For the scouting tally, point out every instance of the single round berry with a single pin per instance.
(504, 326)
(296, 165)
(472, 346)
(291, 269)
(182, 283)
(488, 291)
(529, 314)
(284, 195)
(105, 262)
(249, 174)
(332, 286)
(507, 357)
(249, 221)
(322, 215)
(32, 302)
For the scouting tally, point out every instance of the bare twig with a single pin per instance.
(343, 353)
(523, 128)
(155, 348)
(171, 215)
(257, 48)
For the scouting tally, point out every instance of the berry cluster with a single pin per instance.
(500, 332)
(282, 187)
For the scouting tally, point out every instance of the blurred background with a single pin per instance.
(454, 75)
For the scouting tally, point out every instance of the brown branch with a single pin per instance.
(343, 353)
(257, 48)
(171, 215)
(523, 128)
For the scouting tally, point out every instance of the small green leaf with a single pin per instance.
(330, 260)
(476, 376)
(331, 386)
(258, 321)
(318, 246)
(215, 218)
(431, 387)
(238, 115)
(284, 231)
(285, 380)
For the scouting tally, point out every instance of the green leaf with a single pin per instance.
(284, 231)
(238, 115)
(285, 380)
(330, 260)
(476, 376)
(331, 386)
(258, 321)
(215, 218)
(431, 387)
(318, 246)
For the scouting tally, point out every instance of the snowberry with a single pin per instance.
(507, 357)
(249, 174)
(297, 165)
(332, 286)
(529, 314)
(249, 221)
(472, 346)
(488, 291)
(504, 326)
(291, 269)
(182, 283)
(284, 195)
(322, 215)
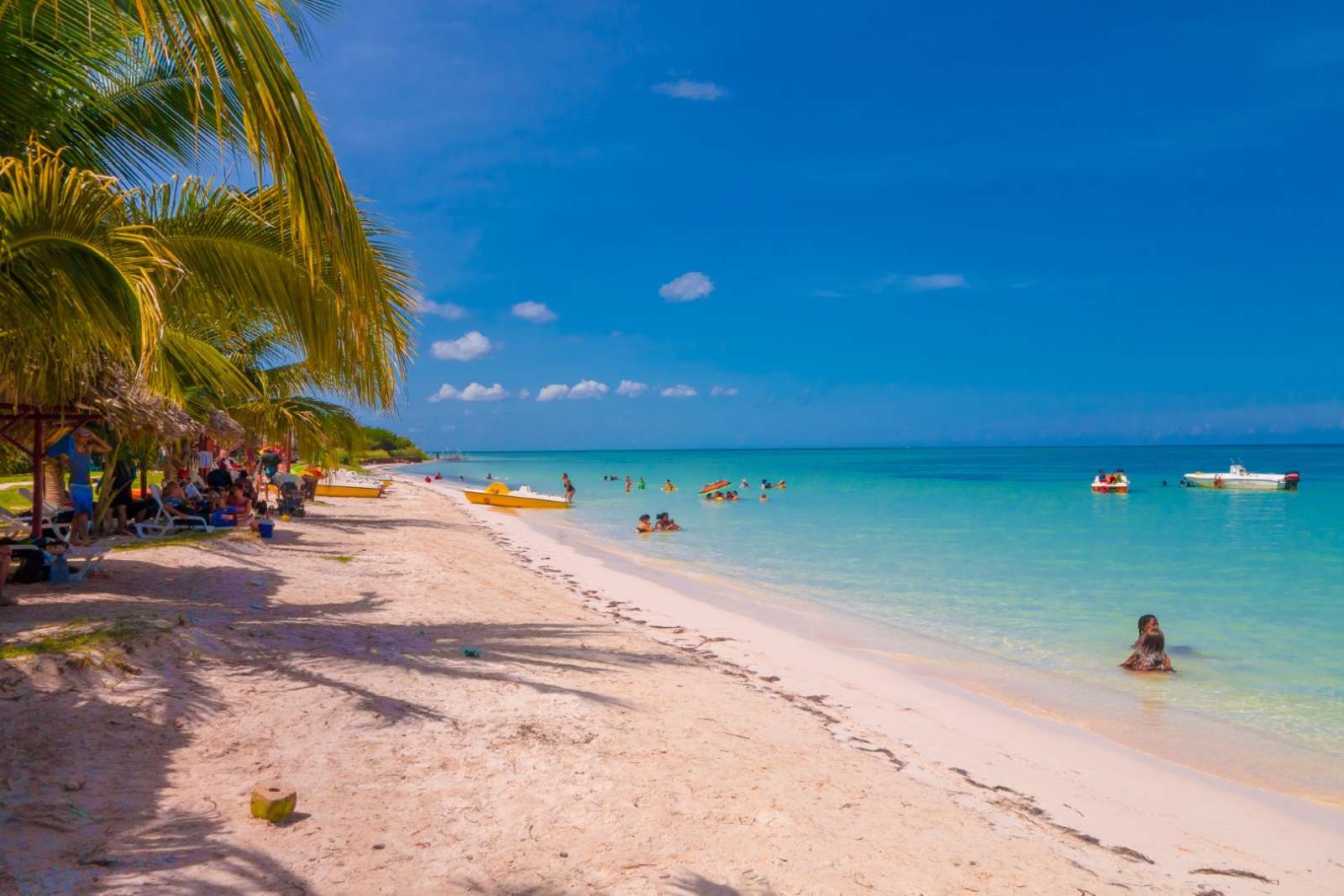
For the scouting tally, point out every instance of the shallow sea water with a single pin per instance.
(1005, 557)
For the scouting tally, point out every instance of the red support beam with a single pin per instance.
(38, 476)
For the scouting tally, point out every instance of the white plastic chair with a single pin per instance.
(165, 523)
(49, 516)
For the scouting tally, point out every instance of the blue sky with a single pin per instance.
(893, 223)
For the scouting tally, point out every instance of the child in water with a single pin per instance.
(1149, 652)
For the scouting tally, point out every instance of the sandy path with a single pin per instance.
(578, 755)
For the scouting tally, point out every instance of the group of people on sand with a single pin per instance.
(663, 523)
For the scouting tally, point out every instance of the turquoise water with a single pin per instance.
(1005, 553)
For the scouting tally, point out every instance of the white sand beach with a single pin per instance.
(615, 736)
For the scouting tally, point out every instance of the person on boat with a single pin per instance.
(1149, 652)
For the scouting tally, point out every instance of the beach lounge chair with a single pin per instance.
(165, 523)
(50, 516)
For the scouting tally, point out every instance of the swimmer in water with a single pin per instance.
(1149, 652)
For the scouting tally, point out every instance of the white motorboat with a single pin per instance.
(1238, 477)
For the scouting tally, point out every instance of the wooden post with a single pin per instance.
(38, 474)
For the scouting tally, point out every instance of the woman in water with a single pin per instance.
(1149, 652)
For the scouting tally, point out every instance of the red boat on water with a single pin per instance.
(1112, 483)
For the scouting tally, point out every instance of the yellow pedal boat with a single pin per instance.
(497, 495)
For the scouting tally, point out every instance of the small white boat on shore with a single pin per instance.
(1238, 477)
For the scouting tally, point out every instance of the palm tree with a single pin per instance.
(100, 266)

● ● ●

INSTRUCTIONS TO FOLLOW:
With the pictures left out, return each entry exactly as written.

WORKED SOLUTION:
For the scouting tally, point out every instance of the single round berry with a single pin per instance.
(504, 326)
(296, 165)
(472, 346)
(291, 269)
(182, 283)
(488, 291)
(529, 314)
(284, 195)
(105, 262)
(249, 174)
(332, 286)
(507, 357)
(249, 221)
(322, 215)
(32, 302)
For the scouting tally, point out every instance of the bare twig with a single pin per instance.
(343, 353)
(523, 128)
(155, 348)
(171, 215)
(257, 48)
For the scouting tally, point out every instance of the berry cluster with a single pin per instance.
(500, 332)
(282, 187)
For the scouting tally, point out every instance of the blurred background with a single pin per instance.
(454, 75)
For the scouting tally, point out every instance of the brown branch with a single pin per instance.
(343, 353)
(257, 48)
(171, 215)
(523, 128)
For the scouting tally, point out every instance of the small green leaf with a single pin per instance.
(330, 260)
(476, 376)
(331, 386)
(258, 321)
(318, 246)
(215, 218)
(431, 387)
(238, 115)
(284, 231)
(285, 380)
For the scouting tally, point out every instance of the green leaf with a single pin per instance.
(284, 231)
(238, 115)
(285, 380)
(330, 260)
(476, 376)
(331, 386)
(258, 321)
(215, 218)
(431, 387)
(318, 246)
For the scouting tally, point out every instance of the snowberry with a single pin per instance.
(507, 357)
(249, 174)
(297, 165)
(332, 286)
(529, 314)
(249, 221)
(472, 346)
(488, 291)
(504, 326)
(291, 269)
(182, 283)
(284, 195)
(322, 215)
For the scouting tally, point out every instance of the shallow sea water with a single pin per instance.
(1005, 557)
For the scouting tally, point out every instance of the red support beam with a single pin per instance.
(38, 476)
For the scouting tally, point out every instance of the white plastic chair with a single pin per instance.
(165, 523)
(49, 516)
For the scouting tally, point out every instance of the blue sky with a single pin per instance.
(893, 223)
For the scouting tally, point out every instance of the child in water with a single pin per instance.
(1149, 652)
For the scouting tally, point out every instance of the sandy path with a single pin per instance.
(578, 755)
For the scouting tally, point out every instance of the group of people on sand with a single pin per instance.
(663, 523)
For the scouting tally, point out every instance of the turquoise water with a single pin per instance.
(1005, 553)
For the scouting tally, point out every instance of the white sand beach with a single pin per instance.
(615, 736)
For the scouting tally, point out every instance of the person on boat with a single pin per instance.
(1149, 652)
For the scouting tally, point out every instance of the beach lounge chair with a single pin per instance.
(165, 523)
(50, 516)
For the scouting tally, point out every instance of the swimmer in water with a single pin per instance.
(1149, 652)
For the scouting tally, point out every instance of the white motorboat with a single pin per instance.
(1238, 477)
For the scouting tally, point out every instance of the wooden post with a single pin per instance.
(38, 474)
For the scouting tally, point out every instance of the woman in water with a single pin per instance.
(1149, 652)
For the scouting tally, point out every instance of the red boat on water with a single pin per instance.
(1112, 483)
For the scouting tally, point out every instance of the yellow pedal boat with a single pin per instance.
(497, 495)
For the scouting tally, point out every instance of the small white boat on shore with a single pin per instance.
(1238, 477)
For the scouting tally, point out every instance of the palm tree with a single pin per instance.
(100, 266)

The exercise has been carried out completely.